▸ PASSAGE SHOWN
—————
And…it’s more. You know, I mentioned before (and will likely mention many, many more times before I die) that my uncles’ interaction with each other reminded me so much of how my own brothers (Steven & Jer) banter. As John and David were talking about David being Grandma’s favorite, and how John would get in trouble for things that Dave instigated (which I can totally believe, by the way), all I could hear in my mind was Steve and Jer telling the story of the time they tried to move the washing machine. And the freezer. Totally unrelated story, of course (it had nothing to do with either of them getting in trouble), but…the back-and-forth banter would’ve been the same. You knew that they were going to tease and mock and blame each other without mercy, and yet, you also knew (without question) that they’d been in it together.
—————
▸ REQUEST 1
Decide whether each statement agrees with the passage about family banter. Answer yes or no for each, and quote the words from the passage that settle it.
(a) The writer's brothers are named Steven and Jer.
(b) One of the brothers got in trouble over the attempt to move the washing machine.
(c) The writer doubts that John got in trouble for things Dave instigated.
▸ REQUEST 2
In the passage about family banter, what did Steve and Jer try to move in the story they tell?
▸ REQUEST 3
Carry on the passage about family banter, starting after its last sentence.
The data that comes next has no connection to the passage about family banter.

▸ SOURCE EXCERPT
—————
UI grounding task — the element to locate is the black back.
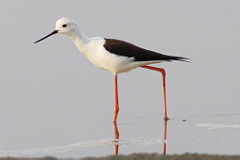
—————
▸ RIGHT ANSWER 1
(a) Yes: "my own brothers (Steven & Jer)"
(b) No: "it had nothing to do with either of them getting in trouble"
(c) No: "which I can totally believe, by the way"

▸ RIGHT ANSWER 2
The washing machine and the freezer.

▸ RIGHT ANSWER 3
That’s the thing. Family History isn’t just about capturing the names and dates of your ancestors. It isn’t just about building an impressive Family Tree. It’s so much more. It’s about bringing to life the characters who’ve shaped the context we find ourselves in. It’s about seeing the similarities–not just between siblings, but among extended relatives who have no reason to be behaving the same way that you are. It’s about connecting to those who belong with us. It’s about understanding how and why we do belong with one another.

In all of this, I am quite overcome by two distinct feelings: First, it is the realization that the Schmitzer line is only one of the many I have to research, and Second, it is the awareness that it’s not enough to capture the past.

Somehow, I must also learn to capture the present.

Family History, part I

I made it! I’m home! And I am…maybe…ready to start writing about the few short days I spent in Lower Michigan. What an overwhelming and wonderful experience!

You need to know that I went with an Itinerary. In fact, further, you need to know that I’m a pain to travel with because I always get wound up tight about things being “unplanned.” So I made a plan. Mom and Jer made the trip with me, and they were so good about deferring to my Great Agenda. And OH! what an Itinerary it was! I had such high hopes. Unfortunately, my Itinerary was out the door about an hour and a half before I was–yeah, I overslept. Right. Great way to start a trip. Hehe.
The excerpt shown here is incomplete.